▶ WRITTEN INSTRUCTION
Convert everything from the start of the records down to the line containing "41L47 38L46 38L46" into a two-column CSV with the headers request and outline. Each request gets one row, with its text and its answer each in a single quoted field, line breaks replaced by spaces, and the pictures omitted.

***

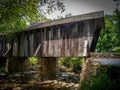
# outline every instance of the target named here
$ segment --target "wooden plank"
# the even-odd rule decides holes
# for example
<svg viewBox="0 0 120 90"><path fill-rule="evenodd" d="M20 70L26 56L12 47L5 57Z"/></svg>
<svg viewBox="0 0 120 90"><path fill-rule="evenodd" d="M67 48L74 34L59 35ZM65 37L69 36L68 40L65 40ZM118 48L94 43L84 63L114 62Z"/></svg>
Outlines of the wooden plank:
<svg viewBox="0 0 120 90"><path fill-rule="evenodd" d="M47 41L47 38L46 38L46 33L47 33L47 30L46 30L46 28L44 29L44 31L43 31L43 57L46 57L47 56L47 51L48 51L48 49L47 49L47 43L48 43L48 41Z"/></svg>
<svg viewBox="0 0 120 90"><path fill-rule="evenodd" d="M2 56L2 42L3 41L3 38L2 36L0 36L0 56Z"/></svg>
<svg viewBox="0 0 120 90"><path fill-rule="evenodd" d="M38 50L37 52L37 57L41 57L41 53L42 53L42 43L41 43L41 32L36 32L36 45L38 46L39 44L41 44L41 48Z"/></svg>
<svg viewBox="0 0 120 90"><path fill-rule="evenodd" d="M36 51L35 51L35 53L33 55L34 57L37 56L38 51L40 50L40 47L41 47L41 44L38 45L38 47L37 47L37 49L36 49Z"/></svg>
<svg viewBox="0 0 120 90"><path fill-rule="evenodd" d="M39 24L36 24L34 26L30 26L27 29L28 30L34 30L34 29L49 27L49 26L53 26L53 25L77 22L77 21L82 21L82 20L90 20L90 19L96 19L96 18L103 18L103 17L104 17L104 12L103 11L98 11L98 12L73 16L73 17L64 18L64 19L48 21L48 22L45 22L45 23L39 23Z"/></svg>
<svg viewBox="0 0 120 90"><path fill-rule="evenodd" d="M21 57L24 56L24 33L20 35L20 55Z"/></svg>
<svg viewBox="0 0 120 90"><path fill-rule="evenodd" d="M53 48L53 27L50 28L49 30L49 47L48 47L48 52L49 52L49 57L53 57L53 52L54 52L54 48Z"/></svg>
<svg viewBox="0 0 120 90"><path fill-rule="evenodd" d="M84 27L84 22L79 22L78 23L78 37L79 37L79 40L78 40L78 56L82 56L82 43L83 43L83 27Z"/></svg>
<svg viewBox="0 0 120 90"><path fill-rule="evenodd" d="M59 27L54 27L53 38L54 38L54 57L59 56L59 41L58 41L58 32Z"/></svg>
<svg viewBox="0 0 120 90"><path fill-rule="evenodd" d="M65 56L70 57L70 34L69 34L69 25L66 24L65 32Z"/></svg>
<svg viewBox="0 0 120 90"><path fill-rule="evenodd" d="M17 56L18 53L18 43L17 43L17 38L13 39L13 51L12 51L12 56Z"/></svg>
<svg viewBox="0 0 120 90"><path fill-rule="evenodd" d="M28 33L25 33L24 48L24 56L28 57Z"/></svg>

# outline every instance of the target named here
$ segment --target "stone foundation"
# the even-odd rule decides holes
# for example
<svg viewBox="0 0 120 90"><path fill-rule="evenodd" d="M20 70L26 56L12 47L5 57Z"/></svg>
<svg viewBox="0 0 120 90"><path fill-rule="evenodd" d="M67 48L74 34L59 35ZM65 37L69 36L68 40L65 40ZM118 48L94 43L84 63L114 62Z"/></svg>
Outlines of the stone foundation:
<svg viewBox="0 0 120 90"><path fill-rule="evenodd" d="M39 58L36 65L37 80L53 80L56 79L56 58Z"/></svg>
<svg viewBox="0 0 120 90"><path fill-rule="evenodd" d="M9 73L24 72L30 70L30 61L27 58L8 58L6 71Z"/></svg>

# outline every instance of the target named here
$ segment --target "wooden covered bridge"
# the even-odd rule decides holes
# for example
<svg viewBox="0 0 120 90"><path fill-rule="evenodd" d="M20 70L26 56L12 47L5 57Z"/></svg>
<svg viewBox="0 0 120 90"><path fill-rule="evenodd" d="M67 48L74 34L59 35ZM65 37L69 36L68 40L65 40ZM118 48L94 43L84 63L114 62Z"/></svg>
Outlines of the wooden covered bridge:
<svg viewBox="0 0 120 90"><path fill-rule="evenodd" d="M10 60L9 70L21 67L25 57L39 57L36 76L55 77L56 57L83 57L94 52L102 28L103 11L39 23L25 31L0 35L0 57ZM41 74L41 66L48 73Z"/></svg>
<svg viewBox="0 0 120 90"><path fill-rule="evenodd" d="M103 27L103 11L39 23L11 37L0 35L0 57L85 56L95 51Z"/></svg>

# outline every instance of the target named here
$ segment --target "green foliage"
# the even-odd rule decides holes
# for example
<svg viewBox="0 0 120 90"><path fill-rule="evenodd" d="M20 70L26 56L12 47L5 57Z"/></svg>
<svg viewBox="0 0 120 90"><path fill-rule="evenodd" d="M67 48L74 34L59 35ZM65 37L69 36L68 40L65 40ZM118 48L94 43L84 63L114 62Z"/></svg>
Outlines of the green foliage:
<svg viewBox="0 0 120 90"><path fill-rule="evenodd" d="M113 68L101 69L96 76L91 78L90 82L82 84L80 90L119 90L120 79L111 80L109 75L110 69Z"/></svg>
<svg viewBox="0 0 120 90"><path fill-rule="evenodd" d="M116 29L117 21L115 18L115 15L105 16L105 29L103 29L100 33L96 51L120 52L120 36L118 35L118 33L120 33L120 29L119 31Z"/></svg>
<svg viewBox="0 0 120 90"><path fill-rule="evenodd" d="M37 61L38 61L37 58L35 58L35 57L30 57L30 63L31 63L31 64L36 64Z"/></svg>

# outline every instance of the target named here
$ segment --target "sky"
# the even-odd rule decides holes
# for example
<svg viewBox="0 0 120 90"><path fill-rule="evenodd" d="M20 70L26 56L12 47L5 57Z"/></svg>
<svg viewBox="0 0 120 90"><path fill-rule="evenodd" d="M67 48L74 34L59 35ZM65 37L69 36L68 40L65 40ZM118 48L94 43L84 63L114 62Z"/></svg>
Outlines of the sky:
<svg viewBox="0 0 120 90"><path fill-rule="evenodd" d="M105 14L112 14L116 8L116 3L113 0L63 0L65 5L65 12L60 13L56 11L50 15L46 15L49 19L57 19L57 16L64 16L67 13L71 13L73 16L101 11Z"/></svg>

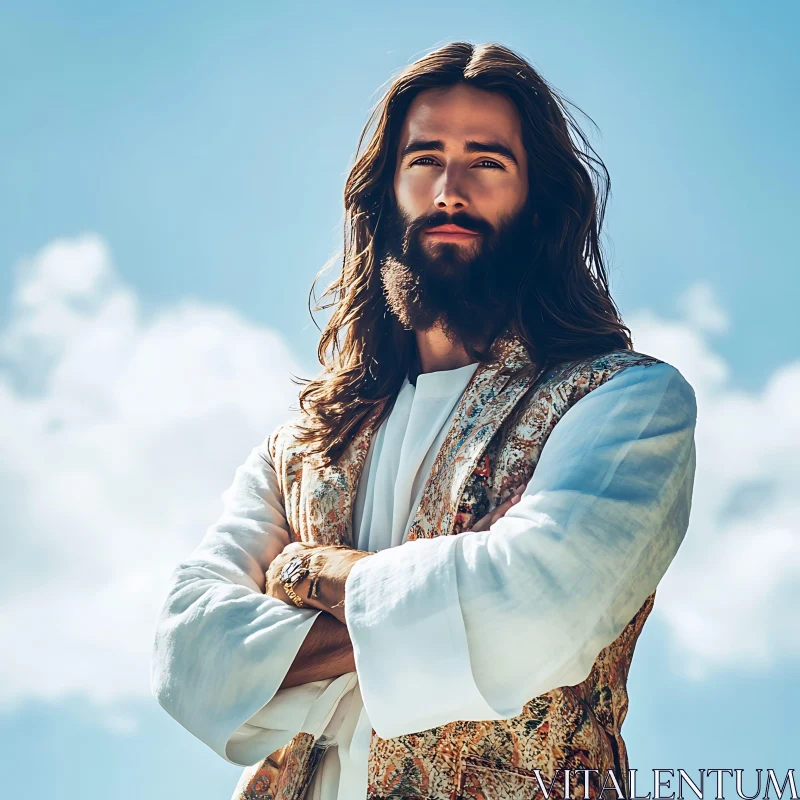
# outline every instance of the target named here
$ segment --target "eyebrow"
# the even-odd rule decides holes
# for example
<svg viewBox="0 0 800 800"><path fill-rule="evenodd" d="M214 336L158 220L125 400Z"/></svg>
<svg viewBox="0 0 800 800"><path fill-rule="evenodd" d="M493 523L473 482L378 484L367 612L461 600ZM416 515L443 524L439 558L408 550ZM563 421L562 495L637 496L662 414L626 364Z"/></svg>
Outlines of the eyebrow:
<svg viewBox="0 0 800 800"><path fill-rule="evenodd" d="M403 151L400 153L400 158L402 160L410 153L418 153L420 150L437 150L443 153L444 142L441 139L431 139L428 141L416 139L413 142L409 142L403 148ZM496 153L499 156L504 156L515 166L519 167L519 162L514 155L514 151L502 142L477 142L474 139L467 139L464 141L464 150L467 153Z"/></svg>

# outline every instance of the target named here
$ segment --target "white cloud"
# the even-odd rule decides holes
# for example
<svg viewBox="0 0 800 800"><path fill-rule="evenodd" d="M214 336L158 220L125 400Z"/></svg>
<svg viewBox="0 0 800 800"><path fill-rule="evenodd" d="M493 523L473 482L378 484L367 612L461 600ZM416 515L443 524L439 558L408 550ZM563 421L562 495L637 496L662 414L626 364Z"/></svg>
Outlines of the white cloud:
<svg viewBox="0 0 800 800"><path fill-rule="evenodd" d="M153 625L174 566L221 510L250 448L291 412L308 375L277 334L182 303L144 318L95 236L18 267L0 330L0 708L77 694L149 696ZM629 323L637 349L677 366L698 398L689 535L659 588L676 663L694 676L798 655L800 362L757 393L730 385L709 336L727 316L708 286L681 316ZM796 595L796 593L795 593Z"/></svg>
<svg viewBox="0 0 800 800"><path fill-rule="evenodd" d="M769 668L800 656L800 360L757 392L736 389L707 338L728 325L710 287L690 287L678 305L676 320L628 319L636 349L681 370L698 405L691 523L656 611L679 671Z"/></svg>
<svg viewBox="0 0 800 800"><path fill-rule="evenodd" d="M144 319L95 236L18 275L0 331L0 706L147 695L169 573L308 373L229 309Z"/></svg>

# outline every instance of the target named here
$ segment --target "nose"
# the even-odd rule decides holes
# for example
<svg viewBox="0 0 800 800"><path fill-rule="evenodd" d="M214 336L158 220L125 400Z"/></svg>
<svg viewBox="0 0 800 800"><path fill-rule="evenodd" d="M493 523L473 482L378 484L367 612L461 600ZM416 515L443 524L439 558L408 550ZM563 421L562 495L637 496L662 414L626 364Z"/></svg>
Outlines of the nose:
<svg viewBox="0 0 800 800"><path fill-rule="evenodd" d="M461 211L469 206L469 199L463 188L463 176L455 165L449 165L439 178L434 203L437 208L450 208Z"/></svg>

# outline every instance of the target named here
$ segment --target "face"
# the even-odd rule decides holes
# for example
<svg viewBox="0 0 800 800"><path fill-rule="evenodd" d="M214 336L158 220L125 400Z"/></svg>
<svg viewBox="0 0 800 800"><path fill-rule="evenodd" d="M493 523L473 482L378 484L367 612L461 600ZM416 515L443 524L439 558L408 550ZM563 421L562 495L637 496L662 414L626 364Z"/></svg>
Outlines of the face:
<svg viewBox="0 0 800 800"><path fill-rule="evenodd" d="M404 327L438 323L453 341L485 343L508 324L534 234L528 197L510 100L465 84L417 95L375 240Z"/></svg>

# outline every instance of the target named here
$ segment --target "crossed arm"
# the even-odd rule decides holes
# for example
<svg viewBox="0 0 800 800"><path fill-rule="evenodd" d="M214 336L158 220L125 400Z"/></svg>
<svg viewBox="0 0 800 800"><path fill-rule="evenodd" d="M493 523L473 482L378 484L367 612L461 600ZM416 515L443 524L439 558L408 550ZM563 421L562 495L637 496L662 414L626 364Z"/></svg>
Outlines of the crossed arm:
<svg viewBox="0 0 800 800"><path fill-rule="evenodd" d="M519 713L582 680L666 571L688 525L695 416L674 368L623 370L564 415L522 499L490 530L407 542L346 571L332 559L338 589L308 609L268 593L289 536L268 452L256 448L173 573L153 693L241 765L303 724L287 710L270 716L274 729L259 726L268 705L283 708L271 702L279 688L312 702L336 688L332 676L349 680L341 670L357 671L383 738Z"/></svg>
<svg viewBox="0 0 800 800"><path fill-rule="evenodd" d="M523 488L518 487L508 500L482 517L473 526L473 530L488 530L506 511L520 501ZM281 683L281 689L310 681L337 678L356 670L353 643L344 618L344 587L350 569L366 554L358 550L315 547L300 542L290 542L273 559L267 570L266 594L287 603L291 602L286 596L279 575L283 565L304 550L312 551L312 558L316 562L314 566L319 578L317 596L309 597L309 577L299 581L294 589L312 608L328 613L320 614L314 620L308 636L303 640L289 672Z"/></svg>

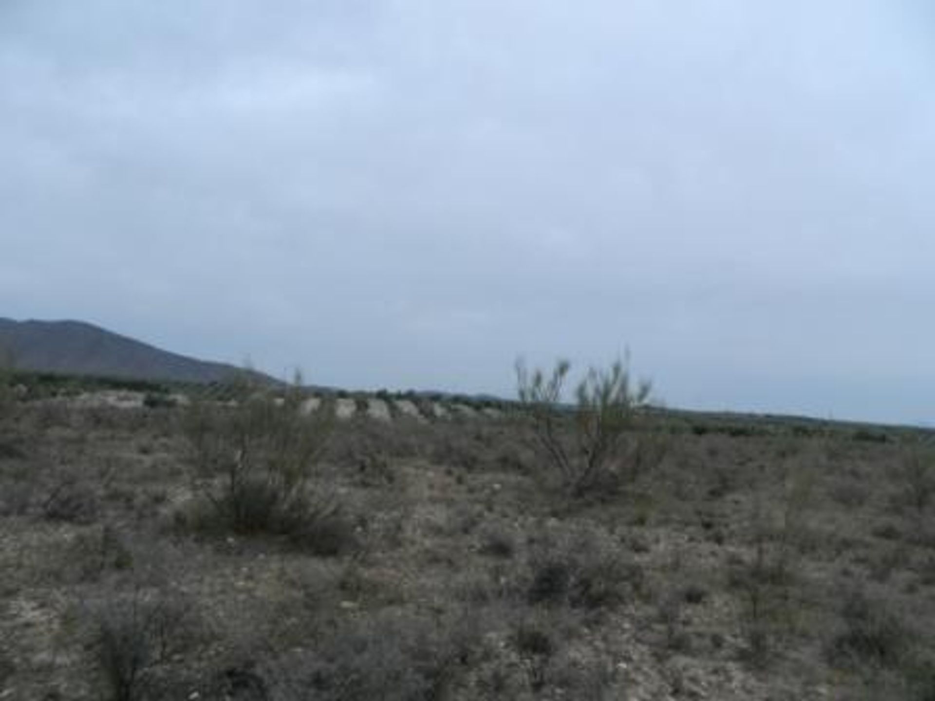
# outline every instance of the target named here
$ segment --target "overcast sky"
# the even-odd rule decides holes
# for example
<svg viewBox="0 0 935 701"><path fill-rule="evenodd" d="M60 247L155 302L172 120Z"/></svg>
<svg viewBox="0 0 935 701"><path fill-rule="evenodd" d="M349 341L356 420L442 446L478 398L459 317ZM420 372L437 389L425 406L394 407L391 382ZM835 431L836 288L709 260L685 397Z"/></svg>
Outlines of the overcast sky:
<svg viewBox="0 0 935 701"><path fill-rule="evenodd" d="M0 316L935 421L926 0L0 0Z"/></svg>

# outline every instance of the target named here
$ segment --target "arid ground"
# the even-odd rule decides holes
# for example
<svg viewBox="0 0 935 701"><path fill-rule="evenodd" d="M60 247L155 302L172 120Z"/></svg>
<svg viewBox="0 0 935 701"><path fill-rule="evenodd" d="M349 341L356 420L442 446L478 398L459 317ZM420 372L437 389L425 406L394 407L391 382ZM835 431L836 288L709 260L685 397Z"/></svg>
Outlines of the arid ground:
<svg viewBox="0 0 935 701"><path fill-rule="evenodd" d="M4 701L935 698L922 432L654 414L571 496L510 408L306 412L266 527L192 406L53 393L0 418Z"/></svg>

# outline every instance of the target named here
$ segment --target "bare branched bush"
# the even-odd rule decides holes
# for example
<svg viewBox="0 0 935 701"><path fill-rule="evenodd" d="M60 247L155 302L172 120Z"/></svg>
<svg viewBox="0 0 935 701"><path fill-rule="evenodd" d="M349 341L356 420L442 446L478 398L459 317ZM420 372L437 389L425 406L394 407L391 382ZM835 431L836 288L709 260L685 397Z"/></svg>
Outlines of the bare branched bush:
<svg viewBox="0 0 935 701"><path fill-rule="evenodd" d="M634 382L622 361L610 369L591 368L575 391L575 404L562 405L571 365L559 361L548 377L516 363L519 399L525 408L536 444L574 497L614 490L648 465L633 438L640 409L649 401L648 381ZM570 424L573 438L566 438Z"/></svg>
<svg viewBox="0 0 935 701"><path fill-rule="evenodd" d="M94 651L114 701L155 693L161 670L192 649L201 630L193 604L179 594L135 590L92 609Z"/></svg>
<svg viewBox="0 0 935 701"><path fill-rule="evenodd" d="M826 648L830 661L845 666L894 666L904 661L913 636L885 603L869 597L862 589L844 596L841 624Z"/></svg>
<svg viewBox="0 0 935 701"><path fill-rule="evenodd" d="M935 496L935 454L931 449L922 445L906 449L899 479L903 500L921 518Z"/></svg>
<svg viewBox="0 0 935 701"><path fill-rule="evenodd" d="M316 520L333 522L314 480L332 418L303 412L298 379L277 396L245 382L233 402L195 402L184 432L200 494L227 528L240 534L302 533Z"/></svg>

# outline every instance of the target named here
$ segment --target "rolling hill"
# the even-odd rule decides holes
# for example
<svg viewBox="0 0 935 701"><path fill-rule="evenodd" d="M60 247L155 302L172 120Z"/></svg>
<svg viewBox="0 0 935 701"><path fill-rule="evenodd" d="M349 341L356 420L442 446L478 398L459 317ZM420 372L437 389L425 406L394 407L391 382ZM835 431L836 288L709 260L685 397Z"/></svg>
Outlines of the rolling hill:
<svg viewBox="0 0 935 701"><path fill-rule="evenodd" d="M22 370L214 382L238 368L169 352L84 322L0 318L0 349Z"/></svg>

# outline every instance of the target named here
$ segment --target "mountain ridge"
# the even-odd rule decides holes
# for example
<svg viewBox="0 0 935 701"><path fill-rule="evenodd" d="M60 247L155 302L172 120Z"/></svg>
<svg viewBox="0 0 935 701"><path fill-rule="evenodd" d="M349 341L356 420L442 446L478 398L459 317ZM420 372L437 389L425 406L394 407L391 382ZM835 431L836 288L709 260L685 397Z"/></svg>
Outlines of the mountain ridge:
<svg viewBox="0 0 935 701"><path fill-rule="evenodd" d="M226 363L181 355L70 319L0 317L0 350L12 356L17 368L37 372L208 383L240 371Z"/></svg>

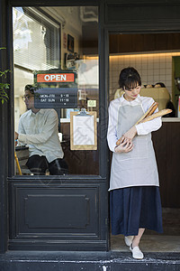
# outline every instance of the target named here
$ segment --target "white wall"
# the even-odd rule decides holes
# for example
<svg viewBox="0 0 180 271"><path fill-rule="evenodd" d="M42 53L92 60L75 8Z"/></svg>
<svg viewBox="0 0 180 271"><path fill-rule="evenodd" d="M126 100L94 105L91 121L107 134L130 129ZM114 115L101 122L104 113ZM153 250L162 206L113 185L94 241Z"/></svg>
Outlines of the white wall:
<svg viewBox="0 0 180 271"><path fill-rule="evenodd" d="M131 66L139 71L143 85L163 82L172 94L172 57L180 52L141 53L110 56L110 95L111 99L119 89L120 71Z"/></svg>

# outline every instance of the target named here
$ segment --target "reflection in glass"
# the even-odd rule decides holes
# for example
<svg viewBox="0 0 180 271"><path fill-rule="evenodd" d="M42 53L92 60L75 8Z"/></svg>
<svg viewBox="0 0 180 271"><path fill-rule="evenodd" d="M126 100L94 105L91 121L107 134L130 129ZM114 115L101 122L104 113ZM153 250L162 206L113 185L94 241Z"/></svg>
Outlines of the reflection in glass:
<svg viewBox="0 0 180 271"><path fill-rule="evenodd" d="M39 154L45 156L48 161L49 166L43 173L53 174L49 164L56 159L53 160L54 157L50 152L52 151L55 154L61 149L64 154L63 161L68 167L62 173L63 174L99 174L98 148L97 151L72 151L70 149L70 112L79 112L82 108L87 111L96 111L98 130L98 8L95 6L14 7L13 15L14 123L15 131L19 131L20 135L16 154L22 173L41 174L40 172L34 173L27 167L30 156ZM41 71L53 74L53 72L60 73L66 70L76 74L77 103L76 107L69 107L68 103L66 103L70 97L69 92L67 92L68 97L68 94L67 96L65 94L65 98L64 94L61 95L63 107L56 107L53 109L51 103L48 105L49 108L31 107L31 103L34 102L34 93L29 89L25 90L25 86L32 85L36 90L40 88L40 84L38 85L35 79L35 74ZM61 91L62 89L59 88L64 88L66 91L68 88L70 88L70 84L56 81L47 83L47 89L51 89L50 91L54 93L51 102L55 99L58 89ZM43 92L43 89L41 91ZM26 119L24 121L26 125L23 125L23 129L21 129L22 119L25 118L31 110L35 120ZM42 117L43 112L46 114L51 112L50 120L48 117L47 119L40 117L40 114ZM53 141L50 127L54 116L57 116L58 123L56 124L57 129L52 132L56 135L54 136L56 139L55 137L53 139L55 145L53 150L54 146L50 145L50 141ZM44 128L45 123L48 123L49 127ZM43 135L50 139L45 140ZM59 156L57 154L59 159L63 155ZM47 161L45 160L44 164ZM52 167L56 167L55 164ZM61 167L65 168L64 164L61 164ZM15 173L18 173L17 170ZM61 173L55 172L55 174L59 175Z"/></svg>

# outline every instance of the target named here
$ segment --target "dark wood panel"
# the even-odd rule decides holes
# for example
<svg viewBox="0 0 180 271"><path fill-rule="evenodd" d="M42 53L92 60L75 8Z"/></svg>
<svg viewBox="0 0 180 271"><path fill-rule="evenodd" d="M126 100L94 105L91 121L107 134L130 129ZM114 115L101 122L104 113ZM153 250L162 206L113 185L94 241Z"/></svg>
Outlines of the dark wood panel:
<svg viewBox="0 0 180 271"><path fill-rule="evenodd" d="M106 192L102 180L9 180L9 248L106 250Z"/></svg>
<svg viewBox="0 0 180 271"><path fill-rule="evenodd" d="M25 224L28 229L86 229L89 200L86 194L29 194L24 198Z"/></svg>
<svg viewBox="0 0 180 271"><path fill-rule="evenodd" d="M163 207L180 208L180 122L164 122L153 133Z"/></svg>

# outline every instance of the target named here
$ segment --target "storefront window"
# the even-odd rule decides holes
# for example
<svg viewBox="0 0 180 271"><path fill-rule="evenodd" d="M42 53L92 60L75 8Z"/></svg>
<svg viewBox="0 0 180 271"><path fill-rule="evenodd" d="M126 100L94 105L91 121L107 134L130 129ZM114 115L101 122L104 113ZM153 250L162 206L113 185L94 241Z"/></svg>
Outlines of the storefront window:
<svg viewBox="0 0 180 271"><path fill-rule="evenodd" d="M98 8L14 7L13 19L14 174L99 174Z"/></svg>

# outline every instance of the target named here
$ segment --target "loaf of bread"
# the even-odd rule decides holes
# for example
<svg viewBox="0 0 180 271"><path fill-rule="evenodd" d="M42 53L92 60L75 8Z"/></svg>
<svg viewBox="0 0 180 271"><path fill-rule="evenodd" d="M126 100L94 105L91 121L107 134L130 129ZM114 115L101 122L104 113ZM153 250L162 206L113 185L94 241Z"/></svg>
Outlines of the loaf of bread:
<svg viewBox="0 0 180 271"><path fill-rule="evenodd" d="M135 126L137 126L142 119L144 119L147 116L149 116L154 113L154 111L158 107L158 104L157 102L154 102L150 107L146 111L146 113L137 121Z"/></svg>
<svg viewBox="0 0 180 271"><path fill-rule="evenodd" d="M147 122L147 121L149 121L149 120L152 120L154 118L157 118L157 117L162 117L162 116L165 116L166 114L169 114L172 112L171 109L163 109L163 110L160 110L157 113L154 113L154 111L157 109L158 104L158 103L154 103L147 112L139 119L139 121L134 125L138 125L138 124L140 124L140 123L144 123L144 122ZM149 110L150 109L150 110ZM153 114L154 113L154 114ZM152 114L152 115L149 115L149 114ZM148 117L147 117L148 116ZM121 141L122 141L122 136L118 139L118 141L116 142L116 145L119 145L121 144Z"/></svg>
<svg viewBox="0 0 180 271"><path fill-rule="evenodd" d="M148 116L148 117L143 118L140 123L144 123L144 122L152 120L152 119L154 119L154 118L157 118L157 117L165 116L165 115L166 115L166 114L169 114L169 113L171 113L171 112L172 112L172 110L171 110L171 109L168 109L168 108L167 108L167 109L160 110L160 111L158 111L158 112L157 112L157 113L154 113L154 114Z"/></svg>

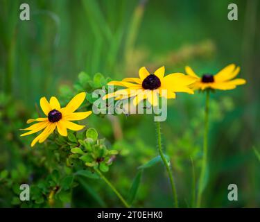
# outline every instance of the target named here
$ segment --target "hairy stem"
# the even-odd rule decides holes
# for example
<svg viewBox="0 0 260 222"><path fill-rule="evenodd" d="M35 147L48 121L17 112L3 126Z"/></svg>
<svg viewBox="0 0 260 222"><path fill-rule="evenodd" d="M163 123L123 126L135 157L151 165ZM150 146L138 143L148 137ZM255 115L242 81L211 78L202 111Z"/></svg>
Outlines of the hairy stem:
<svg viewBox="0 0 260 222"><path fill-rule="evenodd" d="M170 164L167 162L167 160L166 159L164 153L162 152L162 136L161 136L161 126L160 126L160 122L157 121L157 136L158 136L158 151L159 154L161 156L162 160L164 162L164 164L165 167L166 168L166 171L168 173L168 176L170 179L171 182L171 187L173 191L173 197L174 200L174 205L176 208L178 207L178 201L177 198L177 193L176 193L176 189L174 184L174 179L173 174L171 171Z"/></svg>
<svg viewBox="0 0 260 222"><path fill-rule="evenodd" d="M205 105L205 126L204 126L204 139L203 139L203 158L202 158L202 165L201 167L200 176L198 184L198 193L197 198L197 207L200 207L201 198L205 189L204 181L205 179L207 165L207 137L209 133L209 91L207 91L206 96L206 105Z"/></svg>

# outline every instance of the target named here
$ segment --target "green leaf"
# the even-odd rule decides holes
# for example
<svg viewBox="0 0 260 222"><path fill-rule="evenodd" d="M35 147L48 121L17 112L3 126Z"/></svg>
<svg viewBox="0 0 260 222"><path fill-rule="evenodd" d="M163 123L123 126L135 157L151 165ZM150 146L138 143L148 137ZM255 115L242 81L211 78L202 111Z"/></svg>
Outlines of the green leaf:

***

▶ RESULT
request,outline
"# outline every instance of the target named here $ segment --target ""wooden plank"" # the even-odd rule decides holes # for example <svg viewBox=""0 0 120 90""><path fill-rule=""evenodd"" d=""M20 70L26 56L12 47L5 57Z""/></svg> <svg viewBox=""0 0 120 90""><path fill-rule=""evenodd"" d=""M67 48L74 34L59 35ZM65 37L69 36L68 40L65 40ZM118 48L94 43L84 63L114 62Z""/></svg> Outlines of the wooden plank:","<svg viewBox=""0 0 120 90""><path fill-rule=""evenodd"" d=""M47 41L47 38L46 38L46 33L47 33L47 30L46 30L46 28L44 29L44 31L43 31L43 57L46 57L47 56L47 51L48 51L48 49L47 49L47 43L48 43L48 41Z""/></svg>"